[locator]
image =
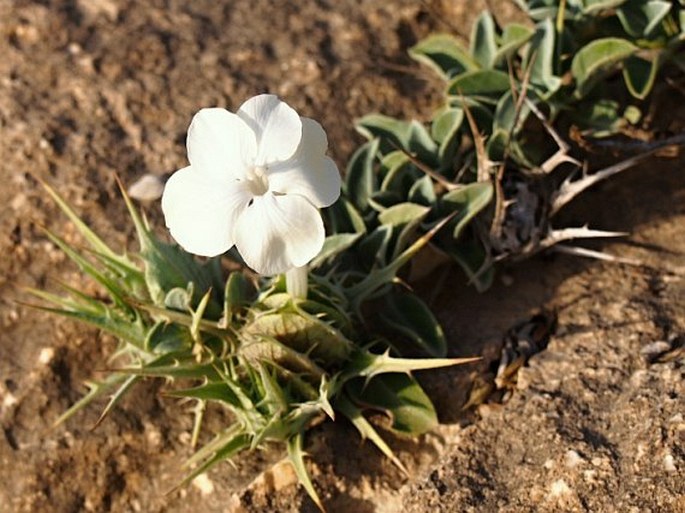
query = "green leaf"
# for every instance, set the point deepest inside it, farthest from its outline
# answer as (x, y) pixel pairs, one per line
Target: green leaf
(639, 75)
(422, 192)
(333, 245)
(95, 390)
(598, 58)
(444, 54)
(402, 214)
(238, 293)
(302, 332)
(296, 456)
(360, 180)
(467, 202)
(343, 217)
(480, 83)
(407, 314)
(513, 37)
(401, 397)
(398, 173)
(484, 40)
(592, 7)
(210, 391)
(410, 136)
(640, 18)
(124, 329)
(541, 56)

### WHAT IS REQUIRED
Each record above is to be copied exactly. Drop the pictures.

### TASK RESPONSE
[locator]
image =
query = "green leaf"
# for every instance, set the point deepest inside it, farthest from its outline
# answer as (x, y) pixel pairs, one per line
Target: green leaf
(639, 75)
(422, 192)
(333, 245)
(95, 390)
(598, 58)
(444, 54)
(402, 214)
(238, 293)
(302, 332)
(296, 456)
(360, 180)
(467, 202)
(343, 217)
(480, 83)
(407, 314)
(513, 37)
(401, 397)
(398, 173)
(484, 40)
(592, 7)
(210, 391)
(410, 136)
(640, 18)
(124, 329)
(541, 56)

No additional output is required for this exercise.